WHAT NEEDS TO BE DONE:
How many lines in the items below contain the string "above"? Case counts. Reply with the number alone.

INFORMATION SHOWN:
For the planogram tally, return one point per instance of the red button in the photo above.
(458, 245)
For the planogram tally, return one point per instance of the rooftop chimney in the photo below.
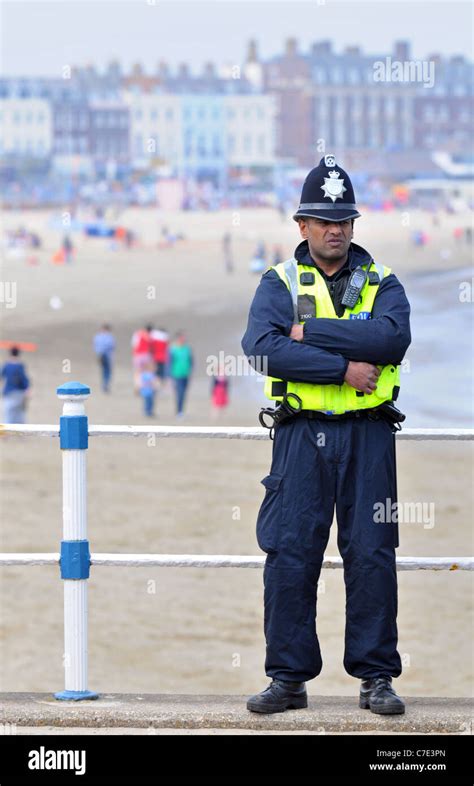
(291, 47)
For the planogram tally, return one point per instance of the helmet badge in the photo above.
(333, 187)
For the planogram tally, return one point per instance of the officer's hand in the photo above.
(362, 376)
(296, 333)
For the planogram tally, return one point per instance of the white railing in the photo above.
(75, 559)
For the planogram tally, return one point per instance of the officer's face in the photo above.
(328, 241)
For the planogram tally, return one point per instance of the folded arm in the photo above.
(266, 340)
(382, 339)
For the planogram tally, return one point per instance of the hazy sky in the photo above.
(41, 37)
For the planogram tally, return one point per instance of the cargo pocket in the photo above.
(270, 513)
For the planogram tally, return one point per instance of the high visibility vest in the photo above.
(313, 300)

--

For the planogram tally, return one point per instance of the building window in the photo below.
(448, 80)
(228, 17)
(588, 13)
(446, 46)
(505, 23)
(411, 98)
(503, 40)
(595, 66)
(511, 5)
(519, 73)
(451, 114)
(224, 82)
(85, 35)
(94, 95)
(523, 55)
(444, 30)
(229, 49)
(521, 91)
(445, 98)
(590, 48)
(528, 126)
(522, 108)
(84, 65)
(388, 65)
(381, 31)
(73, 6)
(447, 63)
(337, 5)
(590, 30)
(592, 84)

ANSWER TO THE PROBLEM:
9